(Stored entries)
________

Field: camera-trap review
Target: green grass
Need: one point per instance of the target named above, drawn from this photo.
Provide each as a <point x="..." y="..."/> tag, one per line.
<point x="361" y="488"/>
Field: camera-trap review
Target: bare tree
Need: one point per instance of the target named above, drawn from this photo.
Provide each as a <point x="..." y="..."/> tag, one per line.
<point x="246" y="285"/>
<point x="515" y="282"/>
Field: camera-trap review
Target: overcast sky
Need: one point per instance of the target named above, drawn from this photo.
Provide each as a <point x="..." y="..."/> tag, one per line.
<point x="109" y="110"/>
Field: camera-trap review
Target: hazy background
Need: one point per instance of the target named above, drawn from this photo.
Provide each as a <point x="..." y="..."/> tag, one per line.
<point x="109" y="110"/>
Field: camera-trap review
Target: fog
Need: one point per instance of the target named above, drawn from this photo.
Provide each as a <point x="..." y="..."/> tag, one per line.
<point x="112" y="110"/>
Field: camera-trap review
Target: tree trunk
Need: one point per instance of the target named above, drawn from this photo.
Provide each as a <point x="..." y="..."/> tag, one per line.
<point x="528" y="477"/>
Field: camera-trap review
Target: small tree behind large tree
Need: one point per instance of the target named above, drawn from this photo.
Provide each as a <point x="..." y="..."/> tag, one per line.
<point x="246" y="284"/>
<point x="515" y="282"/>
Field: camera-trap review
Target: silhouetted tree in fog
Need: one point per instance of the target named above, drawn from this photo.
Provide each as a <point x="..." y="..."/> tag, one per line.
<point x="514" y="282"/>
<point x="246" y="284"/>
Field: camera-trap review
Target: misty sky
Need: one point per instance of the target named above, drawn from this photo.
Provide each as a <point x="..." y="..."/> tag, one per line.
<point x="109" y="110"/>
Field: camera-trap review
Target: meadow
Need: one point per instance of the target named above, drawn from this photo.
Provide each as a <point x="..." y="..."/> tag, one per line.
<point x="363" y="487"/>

________

## Job
From the listing above, extract all records word for word.

## Result below
Field: camera-trap review
Target: green grass
Need: one point per instance of the target named above, drawn from this photo.
Provide each as a <point x="..." y="..."/> tag, one per line.
<point x="361" y="488"/>
Field: camera-trap review
Target: bare tree
Need: one point per instance of the target named above, drawn from this photo.
Provide each as a <point x="..." y="..."/> tag, one per line.
<point x="246" y="285"/>
<point x="515" y="282"/>
Field: camera-trap review
Target: overcast sky
Need: one point per instance of the target named above, drawn from this photo.
Provide each as a <point x="..." y="..."/> tag, one per line.
<point x="109" y="110"/>
Field: camera-trap review
Target: hazy background
Need: one point per instance of the target named above, drawn from this photo.
Provide each as a <point x="..." y="..."/> tag, one per line.
<point x="109" y="110"/>
Field: camera-trap review
Target: fog
Need: one point per instance of the target named above, drawn from this photo.
Provide each as a <point x="..." y="..."/> tag, one per line.
<point x="112" y="110"/>
Field: camera-trap review
Target: tree trunk
Need: one point per instance of the target named above, drawn from this photo.
Provide each as a <point x="..." y="..."/> tag, one per line.
<point x="528" y="477"/>
Field: camera-trap review
Target: small tree behind large tree
Need: one point per instance of the target named above, drawn from this photo.
Provide each as a <point x="..." y="..."/> tag, one per line.
<point x="246" y="284"/>
<point x="515" y="282"/>
Field: camera-trap review
Target: silhouetted tree in fog
Need: one point per instance of the target named above, drawn from this photo.
Provide each as a <point x="..." y="..."/> tag, one per line.
<point x="514" y="282"/>
<point x="246" y="284"/>
Field: camera-trap review
Target: misty sky
Need: one point per instance of the target named above, drawn from this photo.
Provide each as a <point x="..." y="..."/> tag, one per line.
<point x="109" y="110"/>
Field: camera-trap review
Target: meadow
Need: one point per instance of the target named above, drawn from this photo.
Provide each as a <point x="..." y="..."/> tag, one per line.
<point x="363" y="487"/>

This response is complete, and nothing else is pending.